• **What you need to do**
1. Rewrite the part of the Viviana Peretti profile starting with "The country didn’t" and going on through "in New York.", substituting "money" for "savings".
2. According to the Viviana Peretti profile, where did she spend two years instead of doing a PhD in Anthropology?
3. Please explain why, according to the Viviana Peretti profile, she especially likes using the Holga on the streets in Colombia.

• **Passage for review**
★ ★ ★ ★

Viviana Peretti

Photojournalism | Last Updated: April 26, 2021

I am an Italian photographer based between Bogota and New York where, in 2010, I graduated in Documentary Photography and Photojournalism from the International Center of Photography (ICP).

Originally, I started studying biology in Rome with the idea to work on environmental issues, but I rapidly got bored with so many things to memorize. So, I switched to Literature and Philosophy and ended up studying History and Anthropology.

After my graduation, I got a scholarship in Colombia to pursue a PhD in Anthropology by studying an indigenous community on the border with Ecuador.

However, at that time, March 2000, there was an armed strike organized by the FARC (the leftist guerrillas) in the south of Colombia and the university didn’t allow me to travel.

So, instead of doing a PhD in Anthropology, I spent two years in the darkroom at the Universidad de Los Andes in Bogota. Since then, I’ve never stopped taking photographs. Many people who are familiar with my photographs say that is quite obvious that I am an anthropologist.

There are subjects that interest me – sexual orientation, religion, or how people relate to death – that are really connected to my past as an anthropologist and to my personal life.

I spent almost ten years in Colombia but one day I just felt overwhelmed by the chaos, the total lack of rules, the impunity, the double moral of many institutions, the incapacity of the government to ensure basic rights to its people, and I understood it was time to move.

The country didn’t change since my arrival in 2000, but I couldn’t stand it any longer. I left everything behind and invested all my savings challenging myself to go back to school at 38 years old to pursue a diploma at the International Center of Photography in New York.

I love black and white analogue photography (guide) and I enjoy spending hours developing films or printing in the darkroom. Analogue photography still has a magic that I don’t find in the digital one. In the past ten years, I shot most of my street photography using a Holga camera and a panoramic Hasselblad XPan.

I like analogue photography because, in some way, it slows me down and gives me the time to think about what I am doing. However, I honestly don’t think the medium matters. What matters is if we still have something to say and if we have a peculiar and original way to say it.

I think too much debate is about the medium and too little about what and how to say things.

I specially love to use the Holga when I am on the streets in Colombia. The country is not a safe one and it is quite possible to be a victim of an assault. Having a cheap, light camera makes things much easier. When I have more security, I love to shoot with the panoramic Hasselblad Xpan.

★ ★ ★ ★

(Referring expression grounding entries)
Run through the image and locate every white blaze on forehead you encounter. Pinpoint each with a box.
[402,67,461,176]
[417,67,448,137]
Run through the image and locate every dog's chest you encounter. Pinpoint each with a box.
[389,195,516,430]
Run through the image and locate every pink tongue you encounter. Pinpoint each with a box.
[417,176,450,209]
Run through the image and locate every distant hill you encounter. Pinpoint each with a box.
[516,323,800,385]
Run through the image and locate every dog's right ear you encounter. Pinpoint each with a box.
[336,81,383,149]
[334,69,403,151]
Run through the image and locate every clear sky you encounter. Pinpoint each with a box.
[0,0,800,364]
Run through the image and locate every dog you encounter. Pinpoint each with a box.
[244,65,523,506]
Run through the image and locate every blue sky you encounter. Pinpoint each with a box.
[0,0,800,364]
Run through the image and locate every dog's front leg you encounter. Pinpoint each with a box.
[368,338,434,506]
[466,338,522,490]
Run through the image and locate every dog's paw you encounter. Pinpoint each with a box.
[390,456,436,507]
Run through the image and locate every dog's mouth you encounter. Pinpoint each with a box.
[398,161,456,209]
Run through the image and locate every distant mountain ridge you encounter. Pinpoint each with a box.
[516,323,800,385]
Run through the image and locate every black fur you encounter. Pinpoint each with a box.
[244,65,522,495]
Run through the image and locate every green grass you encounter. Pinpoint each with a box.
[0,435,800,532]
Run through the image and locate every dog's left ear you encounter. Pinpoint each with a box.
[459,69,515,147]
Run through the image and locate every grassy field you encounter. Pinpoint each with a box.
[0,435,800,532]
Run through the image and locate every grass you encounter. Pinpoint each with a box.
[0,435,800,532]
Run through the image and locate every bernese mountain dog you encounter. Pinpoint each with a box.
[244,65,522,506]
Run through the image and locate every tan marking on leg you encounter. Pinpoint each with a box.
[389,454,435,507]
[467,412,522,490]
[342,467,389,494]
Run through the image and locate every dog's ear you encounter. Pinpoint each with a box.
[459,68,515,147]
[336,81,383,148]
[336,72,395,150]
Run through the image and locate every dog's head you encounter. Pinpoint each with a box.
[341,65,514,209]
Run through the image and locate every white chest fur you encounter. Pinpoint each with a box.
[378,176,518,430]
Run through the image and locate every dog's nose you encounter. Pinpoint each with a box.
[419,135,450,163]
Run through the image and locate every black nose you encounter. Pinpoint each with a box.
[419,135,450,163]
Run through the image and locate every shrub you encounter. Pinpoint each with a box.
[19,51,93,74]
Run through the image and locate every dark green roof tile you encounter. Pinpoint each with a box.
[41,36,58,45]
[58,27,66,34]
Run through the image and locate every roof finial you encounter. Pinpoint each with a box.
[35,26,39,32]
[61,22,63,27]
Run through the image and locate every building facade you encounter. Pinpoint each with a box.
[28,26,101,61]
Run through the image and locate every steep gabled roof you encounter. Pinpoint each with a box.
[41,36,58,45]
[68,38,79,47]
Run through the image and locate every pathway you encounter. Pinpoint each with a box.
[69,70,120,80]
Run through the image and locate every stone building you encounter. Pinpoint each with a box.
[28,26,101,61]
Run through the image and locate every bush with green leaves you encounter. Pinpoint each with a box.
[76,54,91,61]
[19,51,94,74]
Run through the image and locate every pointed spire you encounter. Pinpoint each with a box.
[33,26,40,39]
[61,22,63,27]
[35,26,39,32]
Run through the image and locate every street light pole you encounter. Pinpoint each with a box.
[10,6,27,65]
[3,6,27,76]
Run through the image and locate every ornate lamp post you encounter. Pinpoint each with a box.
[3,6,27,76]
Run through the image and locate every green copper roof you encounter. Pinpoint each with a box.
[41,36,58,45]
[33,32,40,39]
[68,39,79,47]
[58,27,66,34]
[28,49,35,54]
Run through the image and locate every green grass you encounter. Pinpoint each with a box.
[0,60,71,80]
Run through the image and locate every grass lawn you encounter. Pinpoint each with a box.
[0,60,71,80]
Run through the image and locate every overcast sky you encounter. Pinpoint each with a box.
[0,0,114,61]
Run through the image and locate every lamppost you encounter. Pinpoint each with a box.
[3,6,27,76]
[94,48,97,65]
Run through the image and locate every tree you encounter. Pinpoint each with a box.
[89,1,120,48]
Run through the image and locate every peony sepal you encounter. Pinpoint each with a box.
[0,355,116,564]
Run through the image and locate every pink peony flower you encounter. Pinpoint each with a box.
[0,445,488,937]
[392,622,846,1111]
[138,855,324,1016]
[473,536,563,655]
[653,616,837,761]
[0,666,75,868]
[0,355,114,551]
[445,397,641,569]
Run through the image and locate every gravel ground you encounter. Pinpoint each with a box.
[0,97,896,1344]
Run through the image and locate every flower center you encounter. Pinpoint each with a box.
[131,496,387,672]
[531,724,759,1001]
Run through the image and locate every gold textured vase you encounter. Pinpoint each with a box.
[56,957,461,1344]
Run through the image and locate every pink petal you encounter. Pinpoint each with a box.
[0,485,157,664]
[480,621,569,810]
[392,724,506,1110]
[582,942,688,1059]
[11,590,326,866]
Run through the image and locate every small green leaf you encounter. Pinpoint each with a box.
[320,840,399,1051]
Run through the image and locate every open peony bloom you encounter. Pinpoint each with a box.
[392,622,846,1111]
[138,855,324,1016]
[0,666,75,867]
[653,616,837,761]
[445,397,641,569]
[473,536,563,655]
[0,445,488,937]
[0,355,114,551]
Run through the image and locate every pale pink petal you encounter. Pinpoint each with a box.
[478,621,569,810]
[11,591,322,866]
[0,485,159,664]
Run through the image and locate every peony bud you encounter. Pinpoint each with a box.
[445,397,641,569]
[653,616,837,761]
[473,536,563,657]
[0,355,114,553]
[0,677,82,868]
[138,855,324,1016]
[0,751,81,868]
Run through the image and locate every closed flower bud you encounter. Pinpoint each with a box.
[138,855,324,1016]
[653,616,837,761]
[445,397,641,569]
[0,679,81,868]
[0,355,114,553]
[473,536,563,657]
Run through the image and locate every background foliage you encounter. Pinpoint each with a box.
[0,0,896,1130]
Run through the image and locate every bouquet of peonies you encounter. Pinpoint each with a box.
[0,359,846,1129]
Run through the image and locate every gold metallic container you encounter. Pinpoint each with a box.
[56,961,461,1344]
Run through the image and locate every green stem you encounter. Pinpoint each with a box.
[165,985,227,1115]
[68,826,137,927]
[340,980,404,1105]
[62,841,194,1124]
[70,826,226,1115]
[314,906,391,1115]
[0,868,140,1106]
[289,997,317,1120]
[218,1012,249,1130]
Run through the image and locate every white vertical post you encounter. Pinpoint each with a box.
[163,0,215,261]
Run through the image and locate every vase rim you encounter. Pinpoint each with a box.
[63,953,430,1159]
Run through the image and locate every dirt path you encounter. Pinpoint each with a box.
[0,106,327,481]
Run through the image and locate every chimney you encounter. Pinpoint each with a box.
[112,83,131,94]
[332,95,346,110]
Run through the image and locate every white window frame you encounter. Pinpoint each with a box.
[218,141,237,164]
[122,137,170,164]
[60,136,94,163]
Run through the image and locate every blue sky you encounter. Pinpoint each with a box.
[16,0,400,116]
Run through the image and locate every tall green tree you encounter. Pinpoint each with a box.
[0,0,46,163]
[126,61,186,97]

★ ★ ★ ★

• **Written responses**
1.
The country didn’t change since my arrival in 2000, but I couldn’t stand it any longer. I left everything behind and invested all my money challenging myself to go back to school at 38 years old to pursue a diploma at the International Center of Photography in New York.

2. In the darkroom at the Universidad de Los Andes in Bogota.

3. Colombia is not a safe country, and being a victim of an assault is quite possible there. A cheap, light camera like the Holga makes things much easier.